Work instructions ::
1) In the taxi post, retype the stretch from "I will relate" through "doubt of that." without changing a character.
2) According to the taxi post, how long did the driver carrying the bone marrow spend picking up passengers before dropping it off?

It is extremely easy, almost instinctual in fact for me to want to rant and rave about taxi madness, its extremes and inconsistencies so I think some discussion about how the industry collectively arrived at this point would be helpful to assist in gaining a more thorough and comprehensive knowledge of confounding issues that at first glance appear to make little or no sense whatsoever. So the task I have presented to myself is to make sense of the nonsensical, which will probably take longer than one posting will allow, at least in the shape I am in this evening. I got up early today to install a small exhibit of painting and art taken from my own collection. For the next month or so you can amble over to Teahouse Kuan Yin located at 1911 North 45th Street in Seattle and see what is up on the walls. It was something fun to do despite having many other pressing items upon the agenda. On to taxi.
I will relate three true and factual and recent taxi stories, tales emblematic of realities that have become a distortion or non-reality that are now manifest in individual drivers and their decisions. Taxi can make you crazy. Let there be no doubt of that.
Sometime last week a driver was dispatched to pick up a "stat" or priority package, in this case bone marrow that was destined for a waiting surgical team. These kinds of deliveries are always ASAP and everyone knows that there is no time to waste because occasionally a life depends on it. What the driver did instead was drive around picking up passengers for three hours before finally dropping off the bone marrow. The consequences was that the potential life saving operation was cancelled and rescheduled all because the cabbie didn't simply do what he and all others are supposed to do: make a taxi beeline to your destination. There is an explanation but there is no excuse.

Input data ::
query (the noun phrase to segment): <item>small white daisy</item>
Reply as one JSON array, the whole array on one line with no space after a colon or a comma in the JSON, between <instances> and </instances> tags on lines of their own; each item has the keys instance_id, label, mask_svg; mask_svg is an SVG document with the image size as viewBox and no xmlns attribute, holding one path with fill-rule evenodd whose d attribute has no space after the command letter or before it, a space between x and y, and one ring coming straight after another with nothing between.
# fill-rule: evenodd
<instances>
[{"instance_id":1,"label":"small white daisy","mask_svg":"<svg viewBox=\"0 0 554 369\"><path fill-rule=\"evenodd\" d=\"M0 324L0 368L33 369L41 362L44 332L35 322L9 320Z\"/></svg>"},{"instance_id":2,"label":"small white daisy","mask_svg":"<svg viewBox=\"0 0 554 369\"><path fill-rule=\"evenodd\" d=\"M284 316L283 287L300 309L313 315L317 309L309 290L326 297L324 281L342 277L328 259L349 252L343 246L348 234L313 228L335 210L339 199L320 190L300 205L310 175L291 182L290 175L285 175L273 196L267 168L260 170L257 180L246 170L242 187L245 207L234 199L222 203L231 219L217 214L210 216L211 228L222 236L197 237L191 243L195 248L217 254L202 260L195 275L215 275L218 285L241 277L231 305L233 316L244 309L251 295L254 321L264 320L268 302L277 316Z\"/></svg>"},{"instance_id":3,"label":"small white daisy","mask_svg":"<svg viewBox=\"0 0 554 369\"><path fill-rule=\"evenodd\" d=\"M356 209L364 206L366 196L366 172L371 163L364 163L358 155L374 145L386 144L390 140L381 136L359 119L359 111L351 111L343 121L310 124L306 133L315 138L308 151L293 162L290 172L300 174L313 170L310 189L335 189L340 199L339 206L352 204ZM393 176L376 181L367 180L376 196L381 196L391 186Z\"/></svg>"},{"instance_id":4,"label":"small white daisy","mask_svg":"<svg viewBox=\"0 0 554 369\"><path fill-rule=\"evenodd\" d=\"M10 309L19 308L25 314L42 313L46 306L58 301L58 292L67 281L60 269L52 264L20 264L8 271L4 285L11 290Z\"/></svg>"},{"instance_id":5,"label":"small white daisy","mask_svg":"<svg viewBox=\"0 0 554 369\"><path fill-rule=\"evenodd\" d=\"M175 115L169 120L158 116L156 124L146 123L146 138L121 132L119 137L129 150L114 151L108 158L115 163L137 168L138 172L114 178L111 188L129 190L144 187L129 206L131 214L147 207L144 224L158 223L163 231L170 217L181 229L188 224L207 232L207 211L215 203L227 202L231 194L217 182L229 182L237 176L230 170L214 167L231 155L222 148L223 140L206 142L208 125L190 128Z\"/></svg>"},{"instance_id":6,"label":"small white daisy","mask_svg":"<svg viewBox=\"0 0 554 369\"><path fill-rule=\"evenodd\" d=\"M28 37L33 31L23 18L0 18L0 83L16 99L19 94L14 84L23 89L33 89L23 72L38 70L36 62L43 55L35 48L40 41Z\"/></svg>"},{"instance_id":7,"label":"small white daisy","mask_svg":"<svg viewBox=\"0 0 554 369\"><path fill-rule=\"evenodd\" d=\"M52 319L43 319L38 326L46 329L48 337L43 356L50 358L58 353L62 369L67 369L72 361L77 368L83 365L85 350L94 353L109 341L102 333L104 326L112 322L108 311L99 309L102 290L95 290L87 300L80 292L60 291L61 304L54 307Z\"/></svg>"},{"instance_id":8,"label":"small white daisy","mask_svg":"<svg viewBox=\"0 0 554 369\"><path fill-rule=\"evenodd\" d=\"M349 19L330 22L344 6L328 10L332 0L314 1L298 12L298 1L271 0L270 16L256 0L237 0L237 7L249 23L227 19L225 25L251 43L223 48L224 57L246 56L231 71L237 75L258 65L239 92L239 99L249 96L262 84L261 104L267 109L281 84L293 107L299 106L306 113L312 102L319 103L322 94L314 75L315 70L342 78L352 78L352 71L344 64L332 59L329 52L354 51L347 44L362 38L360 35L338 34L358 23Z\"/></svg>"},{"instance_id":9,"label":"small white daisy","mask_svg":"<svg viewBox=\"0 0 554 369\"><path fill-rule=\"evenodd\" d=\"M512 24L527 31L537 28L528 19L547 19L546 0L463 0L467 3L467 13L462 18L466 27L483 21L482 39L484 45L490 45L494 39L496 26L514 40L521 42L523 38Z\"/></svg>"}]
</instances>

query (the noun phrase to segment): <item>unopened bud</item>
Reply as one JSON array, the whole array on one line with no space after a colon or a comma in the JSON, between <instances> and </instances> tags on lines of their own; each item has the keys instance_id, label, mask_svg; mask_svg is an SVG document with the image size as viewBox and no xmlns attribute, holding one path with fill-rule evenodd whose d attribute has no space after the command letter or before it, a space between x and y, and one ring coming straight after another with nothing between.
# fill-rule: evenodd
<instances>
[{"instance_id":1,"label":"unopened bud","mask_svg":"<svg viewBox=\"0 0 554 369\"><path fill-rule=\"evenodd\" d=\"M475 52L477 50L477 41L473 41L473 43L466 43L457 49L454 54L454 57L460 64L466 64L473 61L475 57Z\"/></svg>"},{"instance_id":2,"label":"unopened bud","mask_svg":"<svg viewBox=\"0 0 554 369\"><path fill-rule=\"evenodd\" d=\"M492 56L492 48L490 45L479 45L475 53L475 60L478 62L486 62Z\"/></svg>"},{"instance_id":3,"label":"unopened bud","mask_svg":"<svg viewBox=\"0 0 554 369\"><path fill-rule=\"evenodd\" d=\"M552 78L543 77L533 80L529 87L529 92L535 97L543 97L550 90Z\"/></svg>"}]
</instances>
---
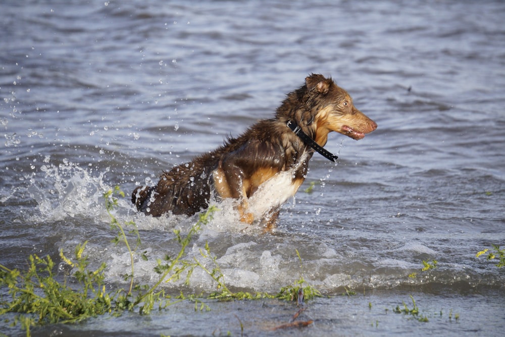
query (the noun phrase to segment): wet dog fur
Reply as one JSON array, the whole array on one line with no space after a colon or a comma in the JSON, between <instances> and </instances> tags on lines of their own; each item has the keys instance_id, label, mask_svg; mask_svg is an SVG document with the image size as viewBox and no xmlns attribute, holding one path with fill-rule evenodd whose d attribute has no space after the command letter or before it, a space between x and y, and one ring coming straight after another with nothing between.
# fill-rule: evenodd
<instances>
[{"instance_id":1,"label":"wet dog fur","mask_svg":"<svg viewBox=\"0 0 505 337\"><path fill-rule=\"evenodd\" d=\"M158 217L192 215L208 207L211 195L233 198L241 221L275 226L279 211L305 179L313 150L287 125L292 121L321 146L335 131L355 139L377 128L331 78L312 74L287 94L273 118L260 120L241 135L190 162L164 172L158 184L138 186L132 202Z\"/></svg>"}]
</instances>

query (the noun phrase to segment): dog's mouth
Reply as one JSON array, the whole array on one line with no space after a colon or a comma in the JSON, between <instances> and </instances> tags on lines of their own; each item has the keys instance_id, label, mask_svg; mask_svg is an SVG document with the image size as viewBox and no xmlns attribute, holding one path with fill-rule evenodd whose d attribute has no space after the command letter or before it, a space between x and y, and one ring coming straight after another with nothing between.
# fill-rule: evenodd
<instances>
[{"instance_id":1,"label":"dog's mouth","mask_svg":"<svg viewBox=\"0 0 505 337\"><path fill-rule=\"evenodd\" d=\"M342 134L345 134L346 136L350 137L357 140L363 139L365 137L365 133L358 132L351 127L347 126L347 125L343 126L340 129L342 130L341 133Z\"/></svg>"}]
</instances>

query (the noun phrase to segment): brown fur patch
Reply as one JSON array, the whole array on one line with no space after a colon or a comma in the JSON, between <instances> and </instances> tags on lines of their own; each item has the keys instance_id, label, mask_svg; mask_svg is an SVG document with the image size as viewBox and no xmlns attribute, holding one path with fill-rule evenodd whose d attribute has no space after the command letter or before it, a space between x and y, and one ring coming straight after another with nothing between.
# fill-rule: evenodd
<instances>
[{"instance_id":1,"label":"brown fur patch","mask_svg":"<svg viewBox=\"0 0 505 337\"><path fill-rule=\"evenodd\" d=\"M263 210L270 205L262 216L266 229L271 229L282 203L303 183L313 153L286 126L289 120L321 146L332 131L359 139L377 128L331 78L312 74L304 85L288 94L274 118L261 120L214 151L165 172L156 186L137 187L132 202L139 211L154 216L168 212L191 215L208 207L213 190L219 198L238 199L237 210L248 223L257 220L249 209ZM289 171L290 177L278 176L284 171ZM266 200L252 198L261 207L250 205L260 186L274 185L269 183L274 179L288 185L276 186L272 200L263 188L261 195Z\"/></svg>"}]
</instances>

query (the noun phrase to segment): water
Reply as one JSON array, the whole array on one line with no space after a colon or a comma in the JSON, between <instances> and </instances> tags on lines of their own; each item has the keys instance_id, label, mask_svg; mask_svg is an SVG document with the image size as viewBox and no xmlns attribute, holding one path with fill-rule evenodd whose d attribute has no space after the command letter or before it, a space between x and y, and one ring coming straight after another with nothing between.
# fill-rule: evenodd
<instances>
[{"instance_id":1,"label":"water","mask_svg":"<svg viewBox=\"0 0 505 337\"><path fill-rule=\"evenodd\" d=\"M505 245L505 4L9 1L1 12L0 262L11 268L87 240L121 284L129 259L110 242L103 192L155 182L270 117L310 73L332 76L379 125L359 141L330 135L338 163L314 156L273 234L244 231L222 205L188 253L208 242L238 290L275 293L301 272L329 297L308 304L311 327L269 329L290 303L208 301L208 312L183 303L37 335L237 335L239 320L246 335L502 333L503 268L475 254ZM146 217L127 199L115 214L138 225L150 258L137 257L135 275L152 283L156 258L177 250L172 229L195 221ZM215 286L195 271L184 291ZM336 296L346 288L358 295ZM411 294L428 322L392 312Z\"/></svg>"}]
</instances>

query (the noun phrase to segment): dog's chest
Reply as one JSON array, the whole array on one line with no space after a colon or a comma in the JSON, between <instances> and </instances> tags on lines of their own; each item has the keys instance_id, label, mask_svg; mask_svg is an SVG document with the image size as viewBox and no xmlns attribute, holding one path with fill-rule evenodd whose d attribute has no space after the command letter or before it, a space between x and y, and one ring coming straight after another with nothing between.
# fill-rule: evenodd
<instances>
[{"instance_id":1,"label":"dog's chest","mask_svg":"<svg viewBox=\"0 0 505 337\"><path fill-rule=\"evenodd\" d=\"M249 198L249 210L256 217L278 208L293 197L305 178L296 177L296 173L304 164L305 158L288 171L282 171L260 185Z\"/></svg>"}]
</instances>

Answers for each item ::
1)
I will relate three true and factual and recent taxi stories, tales emblematic of realities that have become a distortion or non-reality that are now manifest in individual drivers and their decisions. Taxi can make you crazy. Let there be no doubt of that.

2) Three hours.